:: Source excerpt ::
══════════════════════════════

6-8 encounters is a lot of table time. Do you want to spend table time on random encounters?

So you are traveling from point A to point B. If you want there to be an encounter along the way, you either have to be willing to commit to 6-8 encounters of table time reasonably often in that case, or you have to accept that the players will pretty much know there will be only a few random travel encounters.

You can throw out random travel encounters, you can go all in and have 6-8 random travel encounters on a day, or you can sometimes have a single travel encounter.

If you go with sometimes single, you either have to make it super-deadly or it becomes trivial due to daily resource expenditure.

If you extend the definition of a long rest such that you don't get it while traveling (or right afterwards), travel encounters impact power budgets after the travel. So they can be just another encounter.

---

I sort of like a 3 rest structure.

1 hour - short rest

nightly sleep - Can expend a HD to regain a point of exhaustion. At end of rest, roll all HD expended; on a 5+ they recover. You can reroll failed HD a number of times equal to your con bonus; if you have a con penalty, you must reroll that number of successful HD.

1 week of downtime in safety - long rest. Can do downtime activities during this.

(The HD recovery means 1/3 of expended d6s, 1/2 of d8s 60% of d10s and 2/3 of d12s recover on average.)

══════════════════════════════

:: Listed entries ::
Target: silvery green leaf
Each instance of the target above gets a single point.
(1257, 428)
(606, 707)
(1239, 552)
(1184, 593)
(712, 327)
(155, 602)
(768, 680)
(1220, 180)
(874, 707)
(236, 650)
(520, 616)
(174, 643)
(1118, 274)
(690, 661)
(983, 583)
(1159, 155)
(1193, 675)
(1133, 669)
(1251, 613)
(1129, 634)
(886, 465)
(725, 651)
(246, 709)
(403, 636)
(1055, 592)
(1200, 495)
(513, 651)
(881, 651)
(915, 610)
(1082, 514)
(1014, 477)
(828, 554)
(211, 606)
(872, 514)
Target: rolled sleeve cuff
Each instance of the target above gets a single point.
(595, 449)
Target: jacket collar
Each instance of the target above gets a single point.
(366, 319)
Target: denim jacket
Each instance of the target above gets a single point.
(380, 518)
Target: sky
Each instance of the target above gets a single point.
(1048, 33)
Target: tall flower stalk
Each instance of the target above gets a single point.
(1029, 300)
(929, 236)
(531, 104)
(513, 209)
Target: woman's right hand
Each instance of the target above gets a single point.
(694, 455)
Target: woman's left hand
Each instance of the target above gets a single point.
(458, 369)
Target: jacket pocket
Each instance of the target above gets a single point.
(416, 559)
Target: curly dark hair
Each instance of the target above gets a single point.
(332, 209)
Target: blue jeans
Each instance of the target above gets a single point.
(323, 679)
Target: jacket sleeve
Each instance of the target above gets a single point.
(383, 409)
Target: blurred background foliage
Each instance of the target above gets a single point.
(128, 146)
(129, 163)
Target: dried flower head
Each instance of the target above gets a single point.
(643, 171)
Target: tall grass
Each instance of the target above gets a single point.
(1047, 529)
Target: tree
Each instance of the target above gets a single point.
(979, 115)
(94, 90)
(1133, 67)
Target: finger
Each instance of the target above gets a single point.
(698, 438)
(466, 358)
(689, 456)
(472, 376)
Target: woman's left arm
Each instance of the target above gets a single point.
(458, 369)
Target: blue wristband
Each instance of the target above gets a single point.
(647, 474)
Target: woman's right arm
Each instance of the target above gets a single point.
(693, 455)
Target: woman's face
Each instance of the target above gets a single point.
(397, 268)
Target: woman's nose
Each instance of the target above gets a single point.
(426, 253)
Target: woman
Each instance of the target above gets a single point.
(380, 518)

══════════════════════════════

:: Requests ::
[A] According to the rest-rules post, how long does a short rest last in the three-rest structure it proposes?
[B] Repeat word for word the stretch of the rest-rules post from "6-8 encounters is" through "random travel encounters.".

:: Solutions per task ::
[A] One hour.

[B]
6-8 encounters is a lot of table time. Do you want to spend table time on random encounters?

So you are traveling from point A to point B. If you want there to be an encounter along the way, you either have to be willing to commit to 6-8 encounters of table time reasonably often in that case, or you have to accept that the players will pretty much know there will be only a few random travel encounters.